▶ Task requirements:
Where an entry contains a picture, omit the picture and repeat the rest exactly.

▶ Information given:
* * *

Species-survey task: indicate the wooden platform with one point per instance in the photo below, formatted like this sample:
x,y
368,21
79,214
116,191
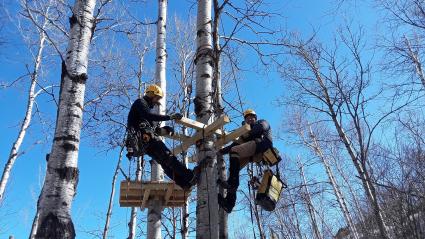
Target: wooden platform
x,y
137,193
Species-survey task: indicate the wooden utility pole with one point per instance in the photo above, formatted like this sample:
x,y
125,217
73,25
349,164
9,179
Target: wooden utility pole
x,y
60,185
207,202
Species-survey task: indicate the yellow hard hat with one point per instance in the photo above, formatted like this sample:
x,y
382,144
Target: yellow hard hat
x,y
154,90
249,112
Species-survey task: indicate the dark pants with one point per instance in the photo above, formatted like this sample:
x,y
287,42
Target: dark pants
x,y
172,167
240,156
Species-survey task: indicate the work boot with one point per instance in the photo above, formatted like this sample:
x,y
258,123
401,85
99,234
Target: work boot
x,y
223,183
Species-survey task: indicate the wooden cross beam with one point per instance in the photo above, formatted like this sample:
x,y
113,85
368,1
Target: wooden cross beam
x,y
196,125
225,139
138,193
204,132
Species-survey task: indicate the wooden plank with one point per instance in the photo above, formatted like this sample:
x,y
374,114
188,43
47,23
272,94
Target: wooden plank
x,y
207,131
234,135
145,197
191,123
177,136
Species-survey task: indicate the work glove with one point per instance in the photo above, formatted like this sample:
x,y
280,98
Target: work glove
x,y
169,130
176,116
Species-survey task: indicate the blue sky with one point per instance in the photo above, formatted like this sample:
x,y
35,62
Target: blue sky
x,y
96,168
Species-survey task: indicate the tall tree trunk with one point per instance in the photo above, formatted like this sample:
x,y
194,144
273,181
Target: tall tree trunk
x,y
34,226
132,224
218,109
186,100
14,152
60,184
111,196
309,203
157,174
359,160
337,191
207,202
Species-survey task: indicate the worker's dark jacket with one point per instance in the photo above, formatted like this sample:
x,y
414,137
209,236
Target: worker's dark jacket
x,y
140,112
261,133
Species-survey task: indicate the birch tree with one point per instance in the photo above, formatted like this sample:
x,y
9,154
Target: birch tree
x,y
32,94
155,209
336,91
112,195
207,201
315,146
54,204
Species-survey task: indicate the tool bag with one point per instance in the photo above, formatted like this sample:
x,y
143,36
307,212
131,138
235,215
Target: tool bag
x,y
271,156
268,193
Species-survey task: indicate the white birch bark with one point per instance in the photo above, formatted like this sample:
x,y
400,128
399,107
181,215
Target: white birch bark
x,y
207,202
185,209
218,109
14,152
111,196
157,174
61,179
337,191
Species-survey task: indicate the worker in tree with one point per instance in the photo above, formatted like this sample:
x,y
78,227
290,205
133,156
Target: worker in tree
x,y
246,149
143,131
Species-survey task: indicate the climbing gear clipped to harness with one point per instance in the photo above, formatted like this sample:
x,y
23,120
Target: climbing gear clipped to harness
x,y
136,140
249,112
269,191
271,157
154,90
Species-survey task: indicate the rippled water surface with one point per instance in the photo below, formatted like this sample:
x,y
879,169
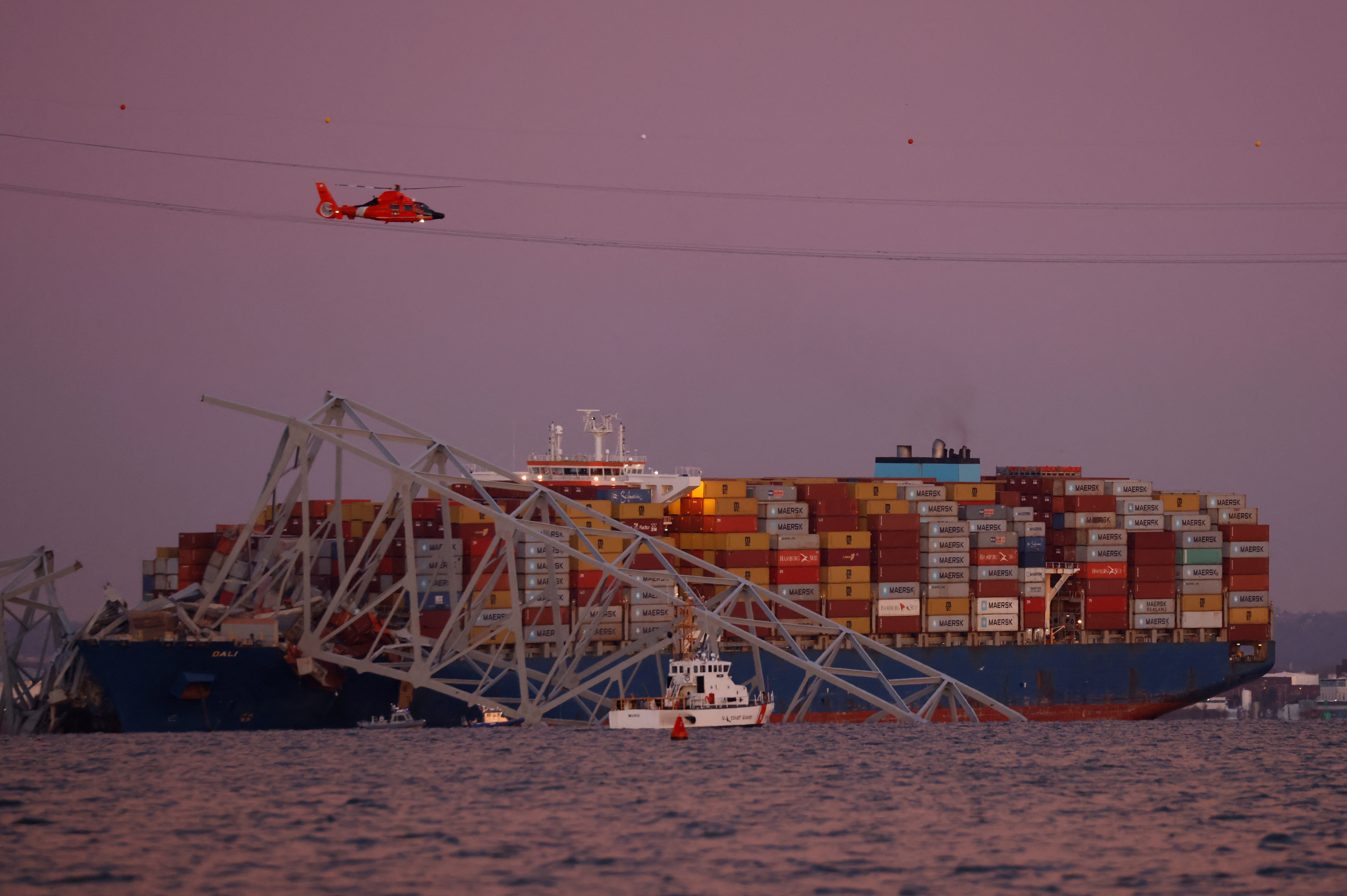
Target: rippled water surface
x,y
1193,808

* * *

▶ Response to this exercise:
Species-survey task: indicate the wooden platform with one point per instance in the photo below, formatted like this sample:
x,y
368,21
79,214
116,191
Target: wooden platform
x,y
137,193
Species-survey task: indicate the wooden utility pole with one point per instance in the photo above, formatted like this sample:
x,y
125,217
73,25
349,164
9,179
Target: wooden utility pole
x,y
60,185
207,202
Species-survey task: indicate the yellow hard hat with one point per instance in the photo above, formatted like this sample:
x,y
382,144
Target: yellow hard hat
x,y
154,90
249,112
Species-survey task: indicate the dark pants with one point per instance in the photo above, formatted like this sample:
x,y
287,42
Target: dark pants
x,y
172,167
240,156
Species-survey task: indicate the work boot with one point per instance in the photo above, formatted like this sample:
x,y
258,123
401,85
99,234
Target: work boot
x,y
223,183
Species-survey task: indicate the wooden cross beam with one point per instance in the photo above, formatted like this sample:
x,y
113,85
368,1
Target: wooden cross beam
x,y
196,125
225,139
138,193
204,132
Species-survey task: indicate the wooden plank with one point per instance in the photo above, formatted like this sample:
x,y
374,114
188,43
47,23
272,94
Target: wooden plank
x,y
207,131
234,135
145,197
191,123
177,136
Species-survey task: indicate the work glove with one point per instance in the photo above, formatted like this sample:
x,y
280,98
Target: work glove
x,y
169,130
176,116
Species-survey task: indicate the blue sky with one point per instance in the photo above, formatted like this sample:
x,y
35,62
Target: blue sky
x,y
96,168
Species-survey task: indicate the tall tree trunk with one point per instance in the photo above, formatted like this sample:
x,y
194,144
273,181
Target: tall tree trunk
x,y
34,226
132,224
218,109
186,100
14,152
60,184
111,196
309,203
157,174
359,160
337,191
207,202
Species-survey task: indicate the worker's dark jacket with one point per instance in the photo above, formatted like this sample:
x,y
414,137
209,236
Target: worker's dark jacket
x,y
140,112
261,133
Species-survey task: indicate the birch tree with one point per instance in the photo above, formatted like this sample:
x,y
9,154
Target: birch tree
x,y
32,94
155,209
336,91
112,195
207,201
315,146
54,204
Species-survey task: indicate the tool bag with one point per instance in the photo above, formatted like this sample:
x,y
143,36
307,212
131,138
235,215
Target: tool bag
x,y
271,156
268,193
Species-survey task: indicate the white birch bark with one point per instance in the photo above, formatted like this sample:
x,y
400,128
399,107
181,215
Target: white birch bark
x,y
207,202
185,209
218,109
14,152
111,196
157,174
61,179
337,191
Species-survey task: indicate the worker in tree with one point per instance in the photo above, formatted like this sample:
x,y
78,227
290,205
133,156
Target: worker in tree
x,y
246,149
143,131
Species-survey task: indicate the climbing gear clipped to harness with one point per instance in the photo above, formatted like this sample:
x,y
23,120
Target: climbing gear clipped to harness
x,y
136,140
249,112
269,191
271,157
154,90
Species-survey task: indicate the rippled water surface with one point per instance in the photo below, formatted like this sample:
x,y
879,169
Target: rippled water surface
x,y
1193,808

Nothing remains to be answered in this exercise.